INSTRUCTIONS FOR THE TASK: Below are records; reproduce exactly the lines from the one containing "Run detection for: cloud layer" through the end, both included, and only those.

PROVIDED DATA:

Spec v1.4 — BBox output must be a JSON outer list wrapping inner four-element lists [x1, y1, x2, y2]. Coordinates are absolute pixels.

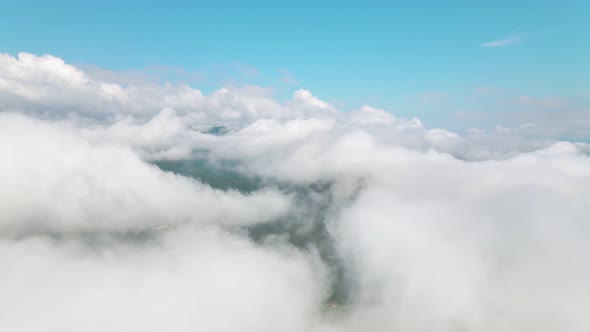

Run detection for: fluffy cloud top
[[1, 52, 589, 332]]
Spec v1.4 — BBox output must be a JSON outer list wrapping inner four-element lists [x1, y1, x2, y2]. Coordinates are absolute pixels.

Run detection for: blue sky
[[1, 0, 589, 130]]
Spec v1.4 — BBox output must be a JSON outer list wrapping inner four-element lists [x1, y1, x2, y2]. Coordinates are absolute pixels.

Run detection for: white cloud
[[0, 112, 292, 232], [291, 89, 337, 113], [1, 52, 590, 332], [0, 229, 326, 332], [348, 105, 396, 125], [466, 127, 486, 134]]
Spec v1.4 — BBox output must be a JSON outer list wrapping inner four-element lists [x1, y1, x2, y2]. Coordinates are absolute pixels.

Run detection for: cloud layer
[[1, 52, 589, 331]]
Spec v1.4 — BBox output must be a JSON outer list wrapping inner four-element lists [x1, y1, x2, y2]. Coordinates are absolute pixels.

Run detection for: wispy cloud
[[480, 34, 523, 48], [278, 68, 299, 85], [518, 95, 568, 108]]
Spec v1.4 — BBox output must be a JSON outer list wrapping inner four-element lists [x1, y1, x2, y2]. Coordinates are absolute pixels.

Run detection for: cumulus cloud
[[0, 53, 330, 126], [0, 112, 292, 233], [1, 52, 589, 332]]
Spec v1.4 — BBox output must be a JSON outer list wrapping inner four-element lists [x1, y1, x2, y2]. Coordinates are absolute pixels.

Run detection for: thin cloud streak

EXERCISE OUTPUT:
Run detection for: cloud layer
[[1, 52, 589, 331]]
Spec v1.4 — BBox output must be a JSON outer list wrapping inner four-element lists [x1, y1, x2, y2]. Coordinates are absolute pixels.

Run detection for: wispy cloud
[[480, 34, 523, 48], [278, 68, 299, 85], [518, 95, 568, 108]]
Spec v1.4 — BBox output must be a JSON outer list wrapping inner four-element lists [x1, y1, x2, y2]. Coordinates are absolute pixels.

Run detection for: cumulus cloud
[[0, 53, 330, 126], [0, 112, 292, 233], [1, 52, 589, 332]]
Spec v1.4 — BBox output must be a JSON outer list wrapping inner four-element lists [x1, y1, x2, y2]. Coordinates are absolute pixels.

Run detection for: thin cloud streak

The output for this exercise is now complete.